# [Rows taken from a pointing dataset]
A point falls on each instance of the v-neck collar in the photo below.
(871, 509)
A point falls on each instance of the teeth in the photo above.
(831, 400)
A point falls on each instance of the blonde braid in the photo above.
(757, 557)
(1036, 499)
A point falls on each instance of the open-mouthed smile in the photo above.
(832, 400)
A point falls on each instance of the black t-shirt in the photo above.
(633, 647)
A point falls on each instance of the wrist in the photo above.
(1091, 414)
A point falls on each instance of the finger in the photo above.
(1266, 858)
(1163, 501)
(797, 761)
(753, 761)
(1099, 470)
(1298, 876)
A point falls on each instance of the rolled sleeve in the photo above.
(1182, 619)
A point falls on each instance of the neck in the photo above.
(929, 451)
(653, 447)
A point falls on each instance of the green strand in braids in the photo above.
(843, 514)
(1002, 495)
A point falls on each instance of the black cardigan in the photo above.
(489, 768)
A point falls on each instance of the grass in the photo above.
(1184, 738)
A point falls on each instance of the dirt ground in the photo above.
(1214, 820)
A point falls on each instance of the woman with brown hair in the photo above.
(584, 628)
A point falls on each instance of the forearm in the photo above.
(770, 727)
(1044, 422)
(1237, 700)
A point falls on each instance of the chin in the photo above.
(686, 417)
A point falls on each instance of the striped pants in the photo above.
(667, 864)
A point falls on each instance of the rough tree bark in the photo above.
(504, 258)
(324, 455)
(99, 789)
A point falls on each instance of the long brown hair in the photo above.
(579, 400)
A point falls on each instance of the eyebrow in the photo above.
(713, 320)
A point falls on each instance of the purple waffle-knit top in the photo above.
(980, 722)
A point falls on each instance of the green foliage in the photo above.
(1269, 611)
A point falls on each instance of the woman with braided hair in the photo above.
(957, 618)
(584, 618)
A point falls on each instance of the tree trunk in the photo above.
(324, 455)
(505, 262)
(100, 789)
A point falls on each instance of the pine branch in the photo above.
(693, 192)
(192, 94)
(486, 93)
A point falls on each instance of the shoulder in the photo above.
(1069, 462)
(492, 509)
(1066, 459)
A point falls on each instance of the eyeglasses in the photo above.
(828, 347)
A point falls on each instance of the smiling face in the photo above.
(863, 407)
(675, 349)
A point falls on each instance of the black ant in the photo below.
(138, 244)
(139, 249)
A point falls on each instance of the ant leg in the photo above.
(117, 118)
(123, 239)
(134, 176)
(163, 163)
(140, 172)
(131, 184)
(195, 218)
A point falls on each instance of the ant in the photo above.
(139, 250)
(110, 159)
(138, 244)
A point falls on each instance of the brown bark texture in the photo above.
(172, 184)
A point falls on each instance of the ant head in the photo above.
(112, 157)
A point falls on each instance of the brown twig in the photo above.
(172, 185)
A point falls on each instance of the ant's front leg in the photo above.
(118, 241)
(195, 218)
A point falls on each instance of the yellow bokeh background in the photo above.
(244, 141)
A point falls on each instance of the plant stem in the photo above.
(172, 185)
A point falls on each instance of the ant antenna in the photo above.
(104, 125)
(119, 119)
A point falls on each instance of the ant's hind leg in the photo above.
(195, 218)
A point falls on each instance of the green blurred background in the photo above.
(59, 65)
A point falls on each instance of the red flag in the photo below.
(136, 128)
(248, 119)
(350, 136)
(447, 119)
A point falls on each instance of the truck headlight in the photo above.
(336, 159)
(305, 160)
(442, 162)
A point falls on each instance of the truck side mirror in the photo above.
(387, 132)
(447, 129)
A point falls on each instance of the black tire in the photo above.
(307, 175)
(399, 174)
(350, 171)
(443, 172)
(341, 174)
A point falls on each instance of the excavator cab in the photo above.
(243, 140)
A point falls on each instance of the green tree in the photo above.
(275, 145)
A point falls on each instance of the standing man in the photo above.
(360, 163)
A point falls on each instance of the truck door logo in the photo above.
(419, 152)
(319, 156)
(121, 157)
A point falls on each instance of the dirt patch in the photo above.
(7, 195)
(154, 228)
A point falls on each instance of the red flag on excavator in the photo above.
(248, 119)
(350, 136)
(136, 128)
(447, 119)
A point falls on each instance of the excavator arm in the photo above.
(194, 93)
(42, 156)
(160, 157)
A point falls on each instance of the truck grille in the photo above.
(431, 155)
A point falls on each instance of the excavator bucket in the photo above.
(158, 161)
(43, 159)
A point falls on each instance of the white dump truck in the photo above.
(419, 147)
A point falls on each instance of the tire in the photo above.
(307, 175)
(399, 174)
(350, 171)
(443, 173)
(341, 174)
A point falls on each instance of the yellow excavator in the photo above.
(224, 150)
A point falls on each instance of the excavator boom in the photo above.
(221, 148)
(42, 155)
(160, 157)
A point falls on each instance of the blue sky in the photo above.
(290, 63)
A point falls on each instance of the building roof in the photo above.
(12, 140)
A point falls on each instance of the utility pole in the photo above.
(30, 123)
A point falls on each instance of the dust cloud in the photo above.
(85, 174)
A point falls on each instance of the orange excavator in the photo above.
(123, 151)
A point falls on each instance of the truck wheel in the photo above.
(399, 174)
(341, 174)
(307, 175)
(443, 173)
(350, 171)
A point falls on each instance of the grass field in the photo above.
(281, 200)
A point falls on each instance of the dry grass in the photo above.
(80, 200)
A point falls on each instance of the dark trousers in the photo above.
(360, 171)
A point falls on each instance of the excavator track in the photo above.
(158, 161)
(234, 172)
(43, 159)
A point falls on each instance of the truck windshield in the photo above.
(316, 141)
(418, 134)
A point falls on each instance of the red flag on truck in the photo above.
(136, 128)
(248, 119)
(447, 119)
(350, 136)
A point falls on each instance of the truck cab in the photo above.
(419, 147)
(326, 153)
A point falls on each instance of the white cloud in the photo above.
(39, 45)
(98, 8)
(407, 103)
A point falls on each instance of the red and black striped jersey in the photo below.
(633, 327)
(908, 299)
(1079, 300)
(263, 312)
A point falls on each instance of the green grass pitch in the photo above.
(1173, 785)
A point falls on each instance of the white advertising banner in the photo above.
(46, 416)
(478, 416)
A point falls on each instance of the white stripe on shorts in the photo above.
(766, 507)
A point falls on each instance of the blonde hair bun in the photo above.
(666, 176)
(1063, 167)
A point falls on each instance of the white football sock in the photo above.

# [THE TASK]
Copy all of the records above word for word, keeping every line unchanged.

# [FULL ANSWER]
A point falls on each instance of the v-neck collar in the photo below.
(871, 509)
A point falls on each instance of the teeth in the photo above.
(831, 400)
A point falls on each instance of the blonde braid in the photo above.
(757, 557)
(1036, 499)
A point falls on each instance of the open-mouthed smile in the photo above.
(832, 400)
A point falls on each instance of the black t-shirt in the photo above.
(633, 647)
A point falls on each instance of the wrist in the photo above.
(1091, 414)
A point falls on each instance of the finger in the photo above.
(1266, 858)
(1163, 501)
(797, 761)
(753, 761)
(1099, 470)
(1298, 876)
A point falls on each instance of the rolled sleeve in the photo above.
(1182, 619)
A point falls on each instance of the neck in the photo above.
(929, 451)
(653, 447)
A point falls on each instance of the green strand in braids in the photo above.
(843, 514)
(1002, 495)
A point falls on each instance of the black cardigan in the photo above.
(489, 768)
A point falls on each instance of the grass in the photo above.
(1184, 738)
A point falls on each instance of the dirt ground in the photo above.
(1214, 820)
A point falls on each instance of the woman with brown hair in the photo above.
(584, 628)
A point falls on each instance of the forearm in the photo above.
(770, 727)
(1044, 422)
(1237, 700)
A point falls on each instance of the chin in the photo above.
(686, 417)
A point falls on each instance of the striped pants in the photo above.
(667, 864)
A point falls on each instance of the rough tree bark in the photo above.
(504, 258)
(324, 455)
(99, 789)
A point falls on each instance of the long brown hair in the photo above.
(579, 400)
A point falls on each instance of the eyebrow in the photo above.
(713, 320)
A point falls on each instance of the purple waffle-knit top in the photo above.
(980, 722)
A point falls on each instance of the green foliage in the photo above.
(1269, 611)
A point falls on each instance of the woman with braided hair in the photo above.
(957, 618)
(584, 618)
A point falls on each instance of the tree trunk in the photo above.
(324, 455)
(505, 262)
(100, 789)
A point falls on each instance of the pine branch in the photo above.
(693, 192)
(192, 94)
(486, 93)
A point falls on each instance of the shoulder in the photo above.
(1069, 462)
(492, 509)
(1066, 459)
A point falls on each instance of the eyeglasses in the photo above.
(828, 347)
A point falls on each instance of the smiling face in the photo above.
(863, 407)
(675, 349)
A point falls on each instance of the black ant in the photo below.
(138, 244)
(139, 249)
A point falls on each instance of the ant leg in the photo above.
(117, 118)
(123, 239)
(134, 176)
(163, 163)
(140, 172)
(131, 184)
(195, 218)
A point falls on each instance of the ant in the photo above.
(139, 250)
(110, 159)
(138, 244)
A point falls on each instance of the brown bark texture in the photo above.
(172, 184)
A point falls on each instance of the ant head in the photo above.
(112, 157)
A point falls on each instance of the brown twig in the photo above.
(172, 185)
A point falls on each instance of the ant's front leg in the photo above.
(118, 241)
(195, 218)
A point falls on each instance of the yellow bokeh background in the photo above.
(244, 141)
A point falls on each instance of the plant stem in the photo above.
(172, 185)
A point falls on each instance of the ant antenna in the photo above.
(104, 125)
(119, 119)
A point falls on each instance of the ant's hind leg in the photo above.
(195, 218)
A point falls on each instance of the green blurred background in the photo above.
(59, 65)
A point falls on each instance of the red flag in the photo below.
(136, 128)
(248, 119)
(350, 136)
(447, 119)
A point falls on each instance of the truck headlight in the photo above.
(336, 159)
(305, 160)
(442, 162)
A point falls on each instance of the truck side mirror in the photo above.
(387, 132)
(447, 129)
A point falls on each instance of the black tire in the photo above.
(307, 175)
(399, 174)
(350, 171)
(443, 172)
(341, 174)
A point falls on each instance of the excavator cab in the photo above.
(243, 140)
A point falls on each instance of the green tree in the photo above.
(275, 145)
A point falls on each instance of the standing man in the photo above.
(360, 163)
A point falls on each instance of the truck door logo in the photo above.
(419, 152)
(319, 156)
(121, 157)
A point falls on each instance of the dirt patch in the photo above.
(7, 195)
(154, 228)
A point falls on each instance of the red flag on excavator in the photo above.
(248, 119)
(350, 136)
(136, 128)
(447, 119)
A point falls on each instance of the excavator arm in the photo above.
(194, 93)
(42, 156)
(160, 157)
A point falls on each instance of the truck grille in the photo above.
(431, 155)
A point falls on each instance of the excavator bucket in the photo above.
(158, 161)
(43, 159)
A point falls on each instance of the white dump truck in the photo above.
(419, 147)
A point falls on each instance of the tire in the photo above.
(307, 175)
(399, 174)
(350, 171)
(443, 173)
(341, 174)
A point falls on each instance of the yellow excavator in the photo above.
(224, 150)
A point falls on each instance of the excavator boom in the photo above.
(221, 148)
(42, 155)
(160, 157)
A point falls on each instance of the blue sky in the photo above.
(290, 63)
A point falls on each instance of the building roof in the photo above.
(12, 140)
A point falls on each instance of the utility pole in the photo above.
(30, 123)
A point falls on each instance of the dust cloud in the photo above.
(85, 174)
A point falls on each instance of the orange excavator in the photo above.
(123, 151)
A point falls on each instance of the truck wheel in the photo above.
(399, 174)
(341, 174)
(307, 175)
(443, 173)
(350, 171)
A point falls on each instance of the grass field in the photo above.
(281, 200)
A point falls on each instance of the dry grass in the photo above.
(80, 200)
A point falls on each instance of the dark trousers in the photo above.
(360, 171)
A point falls on each instance of the excavator track in the photo above.
(158, 161)
(234, 172)
(43, 159)
A point falls on each instance of the truck windshield in the photo above.
(316, 141)
(418, 134)
A point falls on each instance of the red flag on truck in the photo above.
(136, 128)
(248, 119)
(447, 119)
(350, 136)
A point falls on each instance of the truck cab in the photo above.
(419, 147)
(326, 153)
A point falls on each instance of the white cloud in the photo above.
(39, 45)
(98, 8)
(407, 103)
A point falls on each instance of the red and black striped jersey in the photo below.
(633, 327)
(908, 299)
(1079, 300)
(263, 312)
A point falls on each instance of the green grass pitch in the photo above.
(1173, 785)
A point falls on each instance of the white advertising banner in the photo above.
(46, 416)
(478, 416)
A point falls on each instance of the white stripe on shorts in the photo above.
(766, 507)
A point falls on each instance of the blonde hair bun in the photo above.
(666, 176)
(1063, 167)
A point falls on each instance of the white football sock in the photo above.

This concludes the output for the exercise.